* [Selected extract]

Figure 3: The knowledge-base record for Thucydides’ Histories serialized as RDF/Turtle.

As shown in Fig. 3 our record is linked to a record in the Perseus Catalog; the CTS URN associated with the work as well as the abbreviations of its title are explicitly modelled by using respectively the CIDOC-CRM classes E42_Identifier and E41_Appellation.

Publishing Extracted Citations as Linked Open Data

Not only are canonical citations important because of their function, they are also interesting artifacts in themselves. They were designed, well before the advent of digital technologies, to refer to texts in a very precise and interoperable way: precise because texts are the fundamental object of philological research, therefore a scholarly discourse about texts needs an accurate way of referring to them; interoperable because although texts may exist in different editions and translations, scholars need to be able to refer to specific sections of them without having to worry about the many possible variations in pagination or layout each single edition may present.

If we accept that canonical citations are already a way of linking objects–i.e., the citing text and the cited text–extracting citations reconstructs and makes explicit links that already exist in the text. The act of transforming citations into hyperlinks, however, may lead to a misrepresentation of their nature and specifically of their being designed to be interoperable: a canonical citation should not be tied to the referenced passage in a specific edition, but should rather work as a resolvable pointer, that can be resolved to a given portion of text in any available edition or translation.

Let us now consider how extracted citations are stored and published online as Linked Open Data (Heath and Bizer 2011). By following an approach that was largely inspired by the Pelagios Project5, extracted canonical citations are represented as annotations as defined by the Open Annotation Data Model6 (see Fig. 4). A new annotation is created for each extracted citation: the string containing the citation becomes its label, whereas the citing and the cited texts become respectively its target and body–to use the OAC terminology–as expressed by the oac:hasTarget and oac:hasBody properties. The property oac:motivatedBy is used here to clarify the reason for creating such annotations: I chose oac:identifying as, in fact, extracting citations can be seen as the act of making explicit what is the object (i.e. text section) that is identified by a given citation.

<> a oac:Annotation;
    rdfs:label "Thuc. 1. 101";
    oac:motivatedBy oac:identifying;
    oac:hasBody <>;
    oac:hasTarget <> .
Figure 4: An extracted citation represented by means of the OAC ontology and serialized as RDF/Turtle.

* [Data]
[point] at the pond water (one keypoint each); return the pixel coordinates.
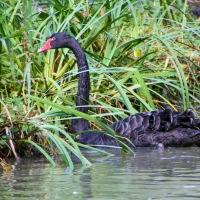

* [Requirements] In the text above on canonical citations as Linked Open Data, reproduce word for word the stretch from "Not only are" up to and including "edition may present.".

* [Complete response]
Not only are canonical citations important because of their function, they are also interesting artifacts in themselves. They were designed, well before the advent of digital technologies, to refer to texts in a very precise and interoperable way: precise because texts are the fundamental object of philological research, therefore a scholarly discourse about texts needs an accurate way of referring to them; interoperable because although texts may exist in different editions and translations, scholars need to be able to refer to specific sections of them without having to worry about the many possible variations in pagination or layout each single edition may present.